╭─ Extracted material

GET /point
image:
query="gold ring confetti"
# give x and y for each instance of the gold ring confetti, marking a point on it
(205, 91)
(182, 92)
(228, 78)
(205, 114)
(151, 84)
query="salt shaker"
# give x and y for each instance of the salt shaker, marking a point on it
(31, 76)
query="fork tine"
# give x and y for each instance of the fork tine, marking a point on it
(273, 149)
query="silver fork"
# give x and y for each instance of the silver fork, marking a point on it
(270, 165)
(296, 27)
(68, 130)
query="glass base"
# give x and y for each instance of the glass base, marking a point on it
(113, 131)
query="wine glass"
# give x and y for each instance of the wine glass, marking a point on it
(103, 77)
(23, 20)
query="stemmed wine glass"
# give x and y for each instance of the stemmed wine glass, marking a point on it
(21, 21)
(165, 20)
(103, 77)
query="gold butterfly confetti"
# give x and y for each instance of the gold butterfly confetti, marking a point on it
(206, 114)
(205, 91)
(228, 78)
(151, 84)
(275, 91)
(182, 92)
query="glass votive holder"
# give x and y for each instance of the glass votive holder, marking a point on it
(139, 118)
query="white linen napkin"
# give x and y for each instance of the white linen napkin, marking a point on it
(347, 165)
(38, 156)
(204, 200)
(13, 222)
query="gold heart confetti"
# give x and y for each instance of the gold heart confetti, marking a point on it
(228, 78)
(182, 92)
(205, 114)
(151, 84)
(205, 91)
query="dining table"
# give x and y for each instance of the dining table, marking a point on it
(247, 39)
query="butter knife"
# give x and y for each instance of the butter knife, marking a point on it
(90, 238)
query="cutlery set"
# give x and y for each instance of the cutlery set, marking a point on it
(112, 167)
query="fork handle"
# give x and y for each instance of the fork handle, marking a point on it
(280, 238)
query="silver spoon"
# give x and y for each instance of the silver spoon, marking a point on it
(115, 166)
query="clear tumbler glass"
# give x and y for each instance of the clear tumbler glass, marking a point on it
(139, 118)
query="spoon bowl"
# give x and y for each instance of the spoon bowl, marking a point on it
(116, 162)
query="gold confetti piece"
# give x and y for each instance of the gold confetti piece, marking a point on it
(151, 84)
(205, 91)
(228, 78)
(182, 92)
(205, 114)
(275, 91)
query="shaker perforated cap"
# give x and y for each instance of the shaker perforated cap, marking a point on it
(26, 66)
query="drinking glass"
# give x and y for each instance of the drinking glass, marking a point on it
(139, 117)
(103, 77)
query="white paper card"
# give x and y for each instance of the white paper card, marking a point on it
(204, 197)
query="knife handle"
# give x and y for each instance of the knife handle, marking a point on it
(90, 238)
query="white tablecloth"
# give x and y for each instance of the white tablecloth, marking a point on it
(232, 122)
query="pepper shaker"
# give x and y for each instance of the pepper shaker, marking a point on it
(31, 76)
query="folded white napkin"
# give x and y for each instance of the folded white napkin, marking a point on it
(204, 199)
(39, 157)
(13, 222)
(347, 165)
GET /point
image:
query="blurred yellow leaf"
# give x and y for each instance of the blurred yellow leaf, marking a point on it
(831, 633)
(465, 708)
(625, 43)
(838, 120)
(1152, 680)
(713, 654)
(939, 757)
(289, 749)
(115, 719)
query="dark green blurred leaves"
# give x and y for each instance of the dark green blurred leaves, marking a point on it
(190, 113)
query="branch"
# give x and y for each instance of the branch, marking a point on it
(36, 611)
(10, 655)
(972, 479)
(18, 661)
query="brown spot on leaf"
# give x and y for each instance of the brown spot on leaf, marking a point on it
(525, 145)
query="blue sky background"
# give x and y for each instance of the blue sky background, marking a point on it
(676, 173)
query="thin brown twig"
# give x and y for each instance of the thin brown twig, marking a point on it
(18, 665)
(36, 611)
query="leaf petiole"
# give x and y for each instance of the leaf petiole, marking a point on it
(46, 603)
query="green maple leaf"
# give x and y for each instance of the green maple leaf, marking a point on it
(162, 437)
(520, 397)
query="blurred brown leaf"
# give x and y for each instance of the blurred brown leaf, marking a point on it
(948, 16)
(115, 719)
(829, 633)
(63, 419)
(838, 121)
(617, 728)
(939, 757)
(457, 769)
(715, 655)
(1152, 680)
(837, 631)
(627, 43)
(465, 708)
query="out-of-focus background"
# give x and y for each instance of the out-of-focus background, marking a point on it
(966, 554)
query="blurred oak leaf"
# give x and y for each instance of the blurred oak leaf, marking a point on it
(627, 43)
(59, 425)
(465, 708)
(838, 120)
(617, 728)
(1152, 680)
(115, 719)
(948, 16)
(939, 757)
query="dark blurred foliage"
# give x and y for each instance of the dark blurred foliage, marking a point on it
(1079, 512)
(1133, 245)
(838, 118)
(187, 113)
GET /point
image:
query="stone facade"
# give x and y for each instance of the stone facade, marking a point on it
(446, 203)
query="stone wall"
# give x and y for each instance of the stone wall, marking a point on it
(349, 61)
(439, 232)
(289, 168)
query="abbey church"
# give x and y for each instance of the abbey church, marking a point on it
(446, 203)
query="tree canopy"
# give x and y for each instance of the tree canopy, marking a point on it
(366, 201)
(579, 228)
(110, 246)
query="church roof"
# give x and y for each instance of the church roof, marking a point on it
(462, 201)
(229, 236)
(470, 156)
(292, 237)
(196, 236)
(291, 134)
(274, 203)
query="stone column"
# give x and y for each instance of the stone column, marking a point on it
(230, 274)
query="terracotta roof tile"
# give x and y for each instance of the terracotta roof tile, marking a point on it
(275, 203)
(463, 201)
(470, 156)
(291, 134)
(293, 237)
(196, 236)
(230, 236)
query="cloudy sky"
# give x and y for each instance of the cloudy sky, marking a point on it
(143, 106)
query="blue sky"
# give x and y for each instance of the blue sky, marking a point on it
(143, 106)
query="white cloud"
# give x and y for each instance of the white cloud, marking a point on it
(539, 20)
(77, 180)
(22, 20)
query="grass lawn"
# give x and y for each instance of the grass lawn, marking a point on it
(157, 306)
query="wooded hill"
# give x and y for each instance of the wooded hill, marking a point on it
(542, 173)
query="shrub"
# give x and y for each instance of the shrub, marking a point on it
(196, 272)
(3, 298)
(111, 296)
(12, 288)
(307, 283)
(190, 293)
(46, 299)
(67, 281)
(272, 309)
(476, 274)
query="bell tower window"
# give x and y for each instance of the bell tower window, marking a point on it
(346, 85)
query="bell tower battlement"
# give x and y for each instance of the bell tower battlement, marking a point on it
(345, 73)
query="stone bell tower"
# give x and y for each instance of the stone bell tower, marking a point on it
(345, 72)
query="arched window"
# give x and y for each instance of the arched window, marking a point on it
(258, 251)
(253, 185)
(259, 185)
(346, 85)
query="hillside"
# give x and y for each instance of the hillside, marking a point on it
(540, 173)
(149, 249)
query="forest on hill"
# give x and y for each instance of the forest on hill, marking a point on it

╰─

§ **Work item**:
Wherever the string "forest" is found in the entries, copy the line it sits in.

§ **Exercise answer**:
query="forest on hill"
# give x and y for each instance of the forest on hill, marking a point on it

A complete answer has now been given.